(Point-per-instance localization data)
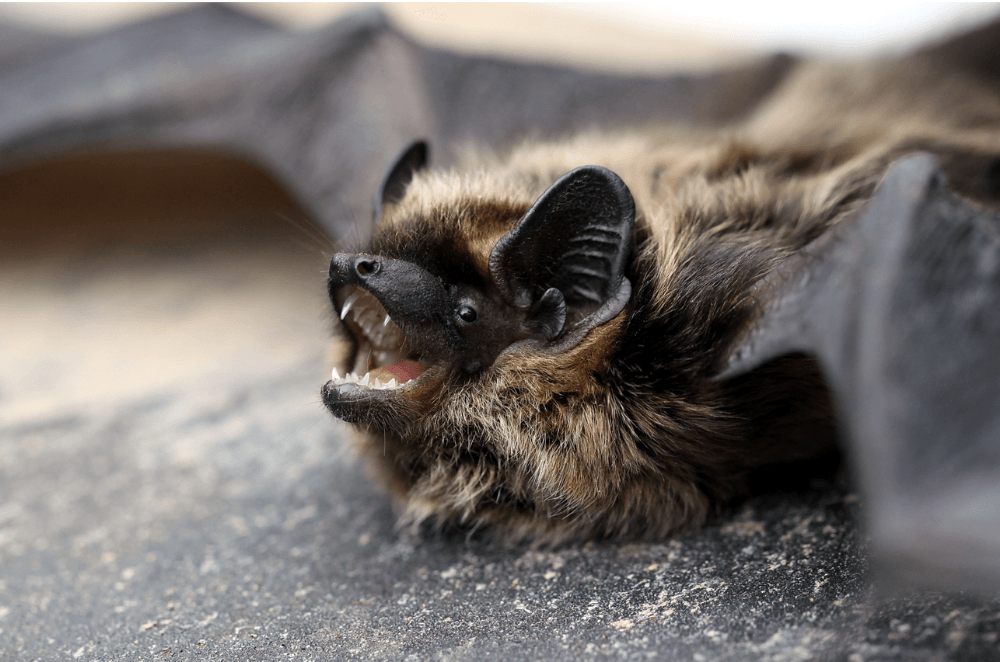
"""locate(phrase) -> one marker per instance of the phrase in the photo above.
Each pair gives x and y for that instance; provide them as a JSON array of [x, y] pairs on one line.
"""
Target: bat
[[537, 341], [876, 318]]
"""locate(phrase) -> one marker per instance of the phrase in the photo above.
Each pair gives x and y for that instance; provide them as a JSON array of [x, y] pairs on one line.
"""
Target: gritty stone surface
[[230, 522]]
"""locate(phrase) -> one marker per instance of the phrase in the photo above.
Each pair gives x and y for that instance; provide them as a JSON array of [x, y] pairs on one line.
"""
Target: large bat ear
[[575, 239], [413, 159]]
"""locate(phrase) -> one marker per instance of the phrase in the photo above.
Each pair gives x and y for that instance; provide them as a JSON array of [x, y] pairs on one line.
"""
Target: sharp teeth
[[347, 305]]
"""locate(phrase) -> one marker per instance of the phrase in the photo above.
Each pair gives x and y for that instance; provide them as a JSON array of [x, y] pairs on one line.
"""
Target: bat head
[[469, 317]]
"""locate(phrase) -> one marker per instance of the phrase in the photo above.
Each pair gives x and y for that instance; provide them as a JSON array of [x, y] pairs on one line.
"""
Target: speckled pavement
[[230, 523], [171, 487]]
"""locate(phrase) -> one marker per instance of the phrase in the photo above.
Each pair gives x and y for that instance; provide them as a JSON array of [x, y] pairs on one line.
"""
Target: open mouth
[[383, 360]]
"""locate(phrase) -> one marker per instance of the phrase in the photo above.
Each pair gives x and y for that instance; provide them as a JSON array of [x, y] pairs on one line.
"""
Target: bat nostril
[[365, 266]]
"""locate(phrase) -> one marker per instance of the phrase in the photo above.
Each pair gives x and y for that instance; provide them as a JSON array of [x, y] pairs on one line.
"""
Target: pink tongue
[[404, 371]]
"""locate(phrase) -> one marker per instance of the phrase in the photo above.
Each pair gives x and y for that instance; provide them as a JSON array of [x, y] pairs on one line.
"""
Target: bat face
[[532, 352]]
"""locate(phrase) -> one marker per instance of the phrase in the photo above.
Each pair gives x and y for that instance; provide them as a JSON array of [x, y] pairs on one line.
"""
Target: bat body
[[536, 340]]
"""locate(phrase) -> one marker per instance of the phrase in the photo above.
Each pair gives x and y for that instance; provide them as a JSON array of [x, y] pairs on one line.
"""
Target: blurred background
[[169, 480], [125, 276]]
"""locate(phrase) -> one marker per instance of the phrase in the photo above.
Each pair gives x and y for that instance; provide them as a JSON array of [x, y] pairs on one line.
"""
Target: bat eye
[[467, 314]]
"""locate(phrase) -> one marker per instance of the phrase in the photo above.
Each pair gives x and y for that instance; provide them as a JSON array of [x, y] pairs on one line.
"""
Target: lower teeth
[[366, 381]]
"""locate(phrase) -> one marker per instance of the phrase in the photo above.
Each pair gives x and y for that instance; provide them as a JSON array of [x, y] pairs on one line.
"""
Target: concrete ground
[[170, 486]]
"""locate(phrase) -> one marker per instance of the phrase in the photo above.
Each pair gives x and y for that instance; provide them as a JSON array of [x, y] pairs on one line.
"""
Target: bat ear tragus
[[412, 160], [575, 239]]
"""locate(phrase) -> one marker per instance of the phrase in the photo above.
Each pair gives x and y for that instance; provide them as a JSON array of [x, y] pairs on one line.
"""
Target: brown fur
[[627, 434]]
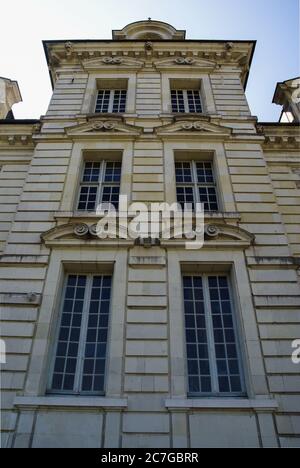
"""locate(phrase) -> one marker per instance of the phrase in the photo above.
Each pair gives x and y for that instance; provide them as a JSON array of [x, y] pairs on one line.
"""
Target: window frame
[[111, 103], [100, 184], [186, 103], [82, 338], [196, 185], [215, 393]]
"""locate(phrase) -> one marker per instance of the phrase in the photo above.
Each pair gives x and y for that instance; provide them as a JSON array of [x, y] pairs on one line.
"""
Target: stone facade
[[257, 167]]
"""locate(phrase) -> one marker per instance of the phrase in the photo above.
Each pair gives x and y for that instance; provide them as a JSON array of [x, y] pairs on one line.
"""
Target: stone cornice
[[120, 54], [18, 135]]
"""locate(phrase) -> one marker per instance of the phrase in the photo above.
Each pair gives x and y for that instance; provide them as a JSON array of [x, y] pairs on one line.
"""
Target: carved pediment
[[102, 126], [112, 61], [188, 63], [199, 126], [80, 233], [219, 234]]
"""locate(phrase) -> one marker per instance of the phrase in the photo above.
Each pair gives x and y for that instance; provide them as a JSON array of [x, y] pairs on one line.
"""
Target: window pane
[[69, 334], [102, 103], [112, 172], [96, 338], [110, 194], [207, 189], [199, 374], [183, 172], [119, 102], [177, 100], [87, 198], [194, 101], [224, 335], [185, 197]]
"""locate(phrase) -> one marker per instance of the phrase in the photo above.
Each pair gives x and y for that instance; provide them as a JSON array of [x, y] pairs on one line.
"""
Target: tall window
[[111, 101], [213, 360], [100, 183], [79, 365], [195, 183], [186, 100]]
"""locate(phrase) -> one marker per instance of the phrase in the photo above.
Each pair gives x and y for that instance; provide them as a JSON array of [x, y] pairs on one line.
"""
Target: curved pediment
[[186, 63], [100, 125], [82, 233], [217, 235], [198, 125], [111, 61]]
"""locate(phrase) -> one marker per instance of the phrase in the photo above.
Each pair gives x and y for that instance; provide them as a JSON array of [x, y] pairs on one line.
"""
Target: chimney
[[9, 95]]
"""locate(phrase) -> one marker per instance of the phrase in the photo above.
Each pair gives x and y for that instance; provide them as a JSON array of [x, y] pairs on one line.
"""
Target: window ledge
[[264, 405], [71, 402]]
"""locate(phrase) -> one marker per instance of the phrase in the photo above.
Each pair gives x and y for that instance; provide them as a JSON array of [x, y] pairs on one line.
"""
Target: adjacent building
[[144, 343]]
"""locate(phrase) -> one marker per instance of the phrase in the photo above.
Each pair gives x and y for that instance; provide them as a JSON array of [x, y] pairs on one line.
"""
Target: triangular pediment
[[103, 126], [109, 62], [199, 126], [178, 62]]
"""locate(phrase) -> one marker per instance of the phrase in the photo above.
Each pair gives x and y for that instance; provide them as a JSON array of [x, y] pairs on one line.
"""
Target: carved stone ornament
[[112, 60], [212, 230], [83, 230], [69, 46], [104, 126], [184, 61], [191, 126], [148, 45]]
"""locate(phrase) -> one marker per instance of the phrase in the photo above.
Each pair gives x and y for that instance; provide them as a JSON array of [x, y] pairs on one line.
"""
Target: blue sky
[[273, 23]]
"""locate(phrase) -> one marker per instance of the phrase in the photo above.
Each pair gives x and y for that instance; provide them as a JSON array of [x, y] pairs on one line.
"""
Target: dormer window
[[186, 100], [111, 97], [186, 96]]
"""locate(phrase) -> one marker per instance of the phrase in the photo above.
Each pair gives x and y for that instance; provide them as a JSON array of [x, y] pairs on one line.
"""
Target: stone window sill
[[70, 402], [264, 405]]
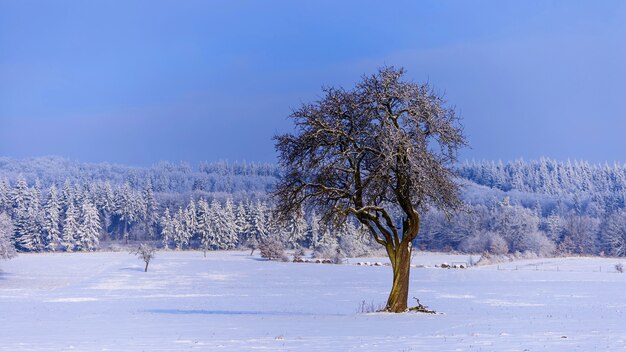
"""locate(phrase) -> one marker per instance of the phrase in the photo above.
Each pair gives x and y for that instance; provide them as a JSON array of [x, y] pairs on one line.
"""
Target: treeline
[[544, 206], [78, 215]]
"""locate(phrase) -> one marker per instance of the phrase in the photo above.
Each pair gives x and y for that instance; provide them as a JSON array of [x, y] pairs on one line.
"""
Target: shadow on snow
[[229, 312]]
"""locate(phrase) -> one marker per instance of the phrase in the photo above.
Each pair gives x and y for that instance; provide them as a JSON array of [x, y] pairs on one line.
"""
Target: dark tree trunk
[[401, 264]]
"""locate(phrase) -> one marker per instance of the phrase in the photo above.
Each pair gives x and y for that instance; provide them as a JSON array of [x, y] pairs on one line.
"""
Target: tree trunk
[[401, 264]]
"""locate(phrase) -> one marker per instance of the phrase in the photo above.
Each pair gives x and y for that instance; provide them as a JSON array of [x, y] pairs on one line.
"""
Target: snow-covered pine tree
[[89, 228], [67, 197], [5, 196], [20, 195], [7, 249], [70, 228], [242, 224], [51, 221], [124, 209], [314, 234], [258, 228], [295, 230], [190, 221], [205, 228], [28, 220], [152, 216], [230, 230], [167, 228], [181, 235], [224, 225]]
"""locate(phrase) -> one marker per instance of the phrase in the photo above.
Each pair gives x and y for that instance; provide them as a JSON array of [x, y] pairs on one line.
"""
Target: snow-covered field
[[230, 301]]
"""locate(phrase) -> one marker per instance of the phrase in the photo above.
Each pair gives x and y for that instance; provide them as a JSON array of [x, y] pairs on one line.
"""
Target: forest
[[545, 207]]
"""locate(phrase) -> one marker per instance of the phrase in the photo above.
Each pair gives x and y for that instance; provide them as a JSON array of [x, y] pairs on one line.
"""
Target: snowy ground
[[233, 302]]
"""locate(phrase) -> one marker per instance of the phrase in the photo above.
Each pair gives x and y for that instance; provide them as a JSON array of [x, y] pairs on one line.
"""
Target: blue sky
[[136, 82]]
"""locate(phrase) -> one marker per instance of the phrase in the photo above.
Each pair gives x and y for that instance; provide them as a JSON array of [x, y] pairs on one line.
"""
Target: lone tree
[[144, 252], [383, 153]]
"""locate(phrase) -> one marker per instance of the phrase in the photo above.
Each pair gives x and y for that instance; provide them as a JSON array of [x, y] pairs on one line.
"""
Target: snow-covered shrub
[[354, 244], [485, 242], [7, 250], [536, 242], [145, 252], [272, 248], [298, 255]]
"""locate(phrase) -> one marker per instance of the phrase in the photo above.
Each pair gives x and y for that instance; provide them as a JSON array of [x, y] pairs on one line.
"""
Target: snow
[[230, 301]]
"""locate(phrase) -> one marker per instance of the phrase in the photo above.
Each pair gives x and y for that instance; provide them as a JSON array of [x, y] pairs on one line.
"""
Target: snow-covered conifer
[[7, 249], [87, 239], [167, 228], [70, 228], [51, 220]]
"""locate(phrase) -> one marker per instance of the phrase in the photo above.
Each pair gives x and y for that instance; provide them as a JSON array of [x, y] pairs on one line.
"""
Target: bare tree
[[385, 147], [145, 252], [7, 249]]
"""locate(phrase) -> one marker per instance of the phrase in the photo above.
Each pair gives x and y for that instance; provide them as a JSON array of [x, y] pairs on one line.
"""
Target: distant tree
[[386, 147], [242, 225], [5, 196], [87, 239], [205, 228], [146, 253], [150, 204], [70, 228], [7, 249], [181, 233], [51, 220], [614, 234], [272, 248], [167, 228]]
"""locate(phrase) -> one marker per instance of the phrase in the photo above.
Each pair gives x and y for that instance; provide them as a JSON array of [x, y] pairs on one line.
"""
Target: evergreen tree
[[167, 228], [205, 227], [87, 239], [70, 228], [52, 220], [7, 249], [5, 196], [151, 206]]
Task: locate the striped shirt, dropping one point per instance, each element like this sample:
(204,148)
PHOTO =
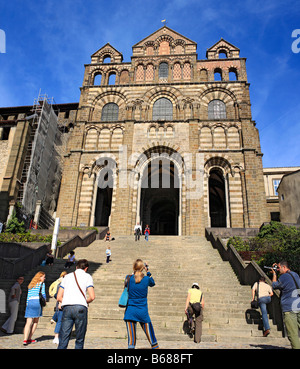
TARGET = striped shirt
(33,293)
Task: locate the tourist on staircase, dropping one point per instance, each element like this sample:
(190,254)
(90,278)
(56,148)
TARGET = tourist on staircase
(137,307)
(289,285)
(264,292)
(33,306)
(194,307)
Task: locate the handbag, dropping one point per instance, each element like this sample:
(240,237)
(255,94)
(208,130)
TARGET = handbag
(295,283)
(254,303)
(42,299)
(123,301)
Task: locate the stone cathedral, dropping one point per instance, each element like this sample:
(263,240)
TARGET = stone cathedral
(165,140)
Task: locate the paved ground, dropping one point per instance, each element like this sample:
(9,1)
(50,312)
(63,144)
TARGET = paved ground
(45,342)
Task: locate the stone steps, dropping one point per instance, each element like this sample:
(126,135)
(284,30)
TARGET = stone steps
(175,263)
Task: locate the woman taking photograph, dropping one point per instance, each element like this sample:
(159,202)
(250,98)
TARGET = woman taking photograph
(33,307)
(137,307)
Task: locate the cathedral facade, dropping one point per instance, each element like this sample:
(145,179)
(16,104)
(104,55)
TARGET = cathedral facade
(165,140)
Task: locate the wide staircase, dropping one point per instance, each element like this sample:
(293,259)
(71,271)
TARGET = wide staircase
(175,263)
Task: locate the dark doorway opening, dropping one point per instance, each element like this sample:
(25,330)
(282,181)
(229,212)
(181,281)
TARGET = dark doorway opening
(160,197)
(104,197)
(217,199)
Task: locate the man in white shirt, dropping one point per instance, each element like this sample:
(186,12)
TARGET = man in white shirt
(72,295)
(137,231)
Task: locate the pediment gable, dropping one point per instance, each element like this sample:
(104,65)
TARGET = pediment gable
(222,45)
(105,51)
(164,32)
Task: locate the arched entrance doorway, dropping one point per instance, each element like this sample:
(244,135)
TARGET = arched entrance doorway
(104,197)
(159,202)
(217,198)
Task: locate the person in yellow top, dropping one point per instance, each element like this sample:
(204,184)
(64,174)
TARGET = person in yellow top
(194,306)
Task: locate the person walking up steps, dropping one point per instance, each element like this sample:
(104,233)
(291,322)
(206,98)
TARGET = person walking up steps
(137,231)
(147,232)
(72,295)
(13,303)
(108,255)
(194,306)
(264,297)
(137,307)
(289,285)
(33,306)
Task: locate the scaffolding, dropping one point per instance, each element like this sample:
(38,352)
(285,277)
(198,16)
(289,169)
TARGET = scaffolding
(44,122)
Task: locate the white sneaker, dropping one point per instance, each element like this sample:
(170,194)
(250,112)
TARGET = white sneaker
(56,340)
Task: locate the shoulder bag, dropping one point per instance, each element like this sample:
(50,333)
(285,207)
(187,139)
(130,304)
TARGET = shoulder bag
(298,288)
(254,303)
(79,286)
(41,297)
(123,301)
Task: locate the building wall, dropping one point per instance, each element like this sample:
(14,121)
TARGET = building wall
(289,198)
(196,143)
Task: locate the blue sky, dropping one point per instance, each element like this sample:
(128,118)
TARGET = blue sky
(48,43)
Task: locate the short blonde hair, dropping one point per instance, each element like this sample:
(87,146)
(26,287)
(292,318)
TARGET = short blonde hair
(138,267)
(36,279)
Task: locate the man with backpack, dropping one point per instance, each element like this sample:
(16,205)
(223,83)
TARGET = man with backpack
(289,285)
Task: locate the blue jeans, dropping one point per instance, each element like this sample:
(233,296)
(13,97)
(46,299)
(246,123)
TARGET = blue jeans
(58,321)
(262,302)
(73,314)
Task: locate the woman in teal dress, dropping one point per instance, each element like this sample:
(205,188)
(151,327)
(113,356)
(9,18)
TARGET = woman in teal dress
(137,307)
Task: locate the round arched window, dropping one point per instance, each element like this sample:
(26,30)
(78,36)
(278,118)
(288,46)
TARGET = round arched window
(110,112)
(162,109)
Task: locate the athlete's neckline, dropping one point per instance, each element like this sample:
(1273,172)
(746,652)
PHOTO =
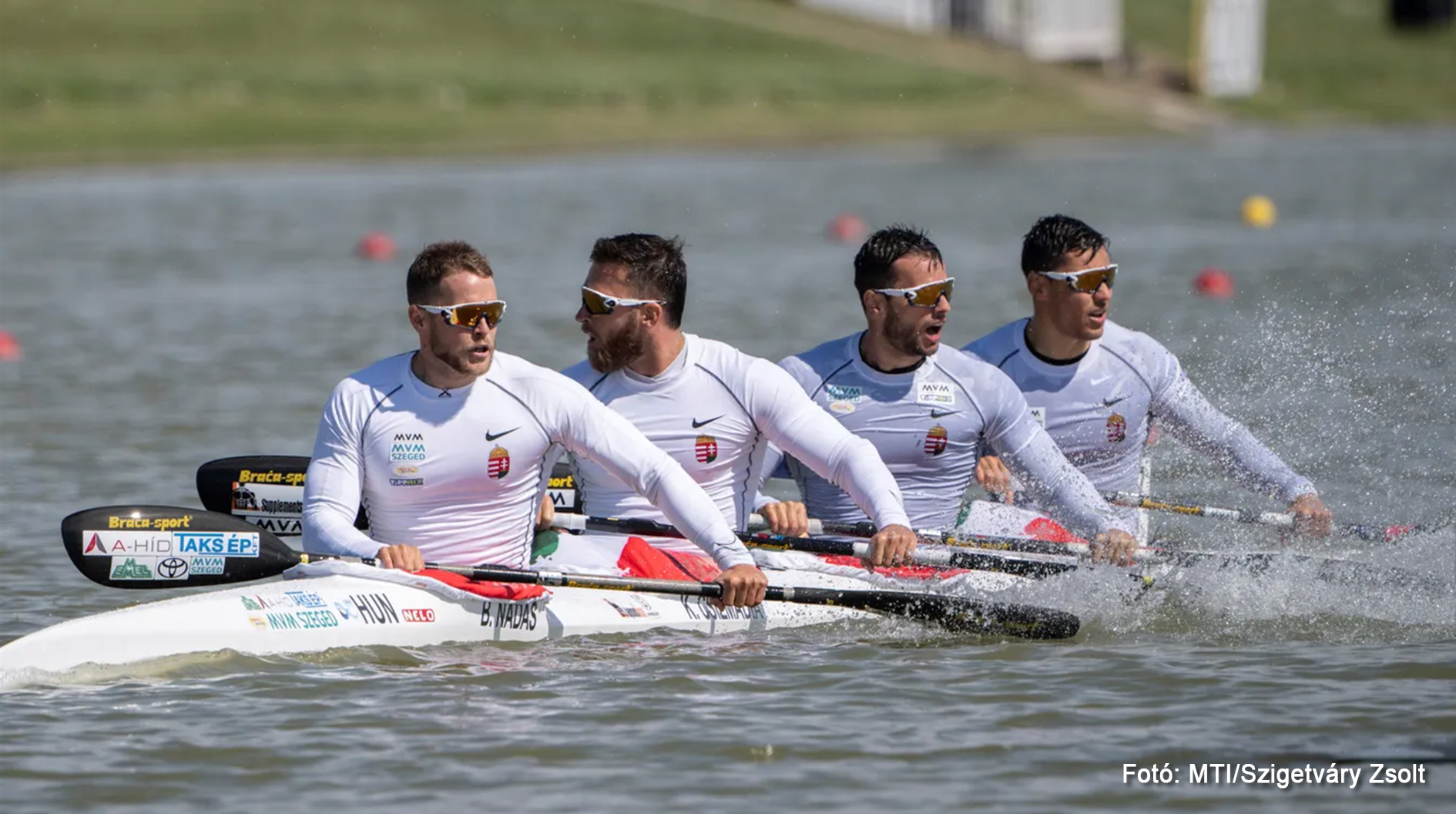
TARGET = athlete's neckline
(860,348)
(1025,338)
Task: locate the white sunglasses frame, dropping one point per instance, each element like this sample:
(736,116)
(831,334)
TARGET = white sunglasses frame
(445,311)
(909,293)
(1072,275)
(615,301)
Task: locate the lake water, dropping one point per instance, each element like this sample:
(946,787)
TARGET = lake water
(172,316)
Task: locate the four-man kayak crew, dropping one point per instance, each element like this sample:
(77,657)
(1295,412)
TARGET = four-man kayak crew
(928,409)
(708,405)
(1099,386)
(446,446)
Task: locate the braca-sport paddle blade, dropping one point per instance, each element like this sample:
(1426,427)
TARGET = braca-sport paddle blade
(165,547)
(267,491)
(953,614)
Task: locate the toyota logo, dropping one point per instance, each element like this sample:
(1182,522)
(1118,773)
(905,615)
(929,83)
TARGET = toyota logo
(172,567)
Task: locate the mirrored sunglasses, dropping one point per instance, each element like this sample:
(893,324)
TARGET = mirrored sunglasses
(1088,280)
(600,304)
(469,314)
(924,296)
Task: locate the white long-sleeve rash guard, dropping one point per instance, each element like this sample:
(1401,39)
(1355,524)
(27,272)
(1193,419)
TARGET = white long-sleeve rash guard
(1101,408)
(461,473)
(928,426)
(715,409)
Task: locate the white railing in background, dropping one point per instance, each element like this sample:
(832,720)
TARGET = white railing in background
(1228,47)
(914,15)
(1045,29)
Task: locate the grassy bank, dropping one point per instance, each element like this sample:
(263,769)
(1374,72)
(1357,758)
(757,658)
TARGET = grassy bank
(106,80)
(175,79)
(1325,62)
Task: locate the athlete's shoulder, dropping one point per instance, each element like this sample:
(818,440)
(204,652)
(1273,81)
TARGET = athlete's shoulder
(381,378)
(508,368)
(718,355)
(584,375)
(821,360)
(966,367)
(998,345)
(1133,344)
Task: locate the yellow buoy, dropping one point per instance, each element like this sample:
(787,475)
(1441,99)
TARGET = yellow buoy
(1258,211)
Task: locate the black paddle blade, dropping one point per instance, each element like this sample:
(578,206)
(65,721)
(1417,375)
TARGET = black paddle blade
(267,491)
(166,547)
(998,619)
(953,614)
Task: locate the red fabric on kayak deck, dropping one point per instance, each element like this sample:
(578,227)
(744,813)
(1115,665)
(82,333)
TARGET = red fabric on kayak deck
(901,571)
(1050,530)
(512,591)
(641,560)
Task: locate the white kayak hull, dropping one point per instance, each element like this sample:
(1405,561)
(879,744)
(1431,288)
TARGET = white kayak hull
(348,609)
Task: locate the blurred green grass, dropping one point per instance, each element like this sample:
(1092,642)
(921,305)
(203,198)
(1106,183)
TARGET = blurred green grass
(91,80)
(1325,62)
(142,80)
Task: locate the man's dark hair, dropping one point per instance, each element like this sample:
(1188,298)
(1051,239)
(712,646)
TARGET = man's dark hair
(1055,236)
(884,248)
(656,268)
(437,261)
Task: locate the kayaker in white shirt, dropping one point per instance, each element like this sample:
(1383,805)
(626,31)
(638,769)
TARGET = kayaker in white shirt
(1099,388)
(446,446)
(711,407)
(928,409)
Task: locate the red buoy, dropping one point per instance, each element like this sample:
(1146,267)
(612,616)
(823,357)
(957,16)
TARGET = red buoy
(847,227)
(376,247)
(1213,283)
(9,347)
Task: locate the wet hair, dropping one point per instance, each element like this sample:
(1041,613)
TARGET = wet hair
(656,268)
(437,261)
(884,248)
(1052,237)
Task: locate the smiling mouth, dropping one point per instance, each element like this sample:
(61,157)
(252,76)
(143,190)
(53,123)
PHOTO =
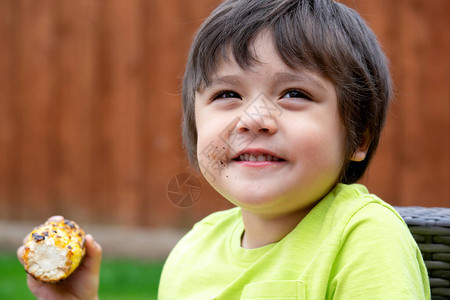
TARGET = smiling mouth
(257,157)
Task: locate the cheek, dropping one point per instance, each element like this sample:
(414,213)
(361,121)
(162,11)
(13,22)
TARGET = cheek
(320,147)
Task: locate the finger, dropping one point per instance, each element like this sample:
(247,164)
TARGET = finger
(93,256)
(19,253)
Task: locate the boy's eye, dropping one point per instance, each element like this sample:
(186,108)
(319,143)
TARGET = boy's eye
(226,94)
(296,94)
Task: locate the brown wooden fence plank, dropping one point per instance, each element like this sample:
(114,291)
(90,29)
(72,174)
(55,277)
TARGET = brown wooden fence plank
(76,69)
(123,19)
(6,120)
(34,98)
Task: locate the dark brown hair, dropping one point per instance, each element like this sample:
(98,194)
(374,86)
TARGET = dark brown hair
(321,35)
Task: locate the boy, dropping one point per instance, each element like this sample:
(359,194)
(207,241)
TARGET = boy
(284,102)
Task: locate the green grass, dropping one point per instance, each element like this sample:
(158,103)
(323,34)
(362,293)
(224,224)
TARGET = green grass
(119,279)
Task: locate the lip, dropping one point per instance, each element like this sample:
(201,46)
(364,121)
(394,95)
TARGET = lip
(258,151)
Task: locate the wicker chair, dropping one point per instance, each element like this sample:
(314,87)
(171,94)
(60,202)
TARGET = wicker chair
(430,228)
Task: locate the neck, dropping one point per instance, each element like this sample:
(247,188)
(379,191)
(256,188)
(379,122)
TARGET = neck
(262,230)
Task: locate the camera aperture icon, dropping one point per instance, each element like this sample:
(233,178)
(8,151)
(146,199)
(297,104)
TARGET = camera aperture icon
(184,190)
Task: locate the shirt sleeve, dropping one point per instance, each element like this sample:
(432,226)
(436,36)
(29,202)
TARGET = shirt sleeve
(379,259)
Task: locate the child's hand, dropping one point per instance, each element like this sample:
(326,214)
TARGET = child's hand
(81,285)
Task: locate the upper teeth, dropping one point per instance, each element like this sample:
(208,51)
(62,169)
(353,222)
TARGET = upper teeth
(257,157)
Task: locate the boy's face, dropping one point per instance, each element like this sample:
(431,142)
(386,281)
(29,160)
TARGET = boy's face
(270,139)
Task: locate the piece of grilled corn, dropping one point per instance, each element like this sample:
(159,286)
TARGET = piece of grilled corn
(54,250)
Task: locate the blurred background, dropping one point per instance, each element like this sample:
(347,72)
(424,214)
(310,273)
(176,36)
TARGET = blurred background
(90,113)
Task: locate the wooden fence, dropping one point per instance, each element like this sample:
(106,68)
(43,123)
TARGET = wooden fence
(90,107)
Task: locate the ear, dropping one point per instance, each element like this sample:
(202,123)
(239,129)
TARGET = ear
(361,151)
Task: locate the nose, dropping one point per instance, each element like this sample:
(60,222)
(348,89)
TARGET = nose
(260,116)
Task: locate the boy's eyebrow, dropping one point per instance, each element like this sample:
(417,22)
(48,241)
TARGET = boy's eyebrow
(228,79)
(300,76)
(279,77)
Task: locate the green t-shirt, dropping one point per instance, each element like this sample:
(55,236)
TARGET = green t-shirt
(352,245)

» **Problem requirements**: Respond with the exact lines running from the one that contains "TARGET = ear" through the last line of the data above, and no other lines.

» **Written response**:
TARGET = ear
(361,151)
Task: locate the nose, dropping one point per instance, each element like this sample:
(60,222)
(348,89)
TARGET = nose
(260,116)
Task: locate the boy's eyebrow, dropping one point per instance, each element like this sample:
(417,22)
(48,241)
TARGET = boy's eyebrow
(228,79)
(300,76)
(279,77)
Task: locate the green t-shirt, dropping one point per instance, each element like this sample:
(55,236)
TARGET = green t-shirt
(352,245)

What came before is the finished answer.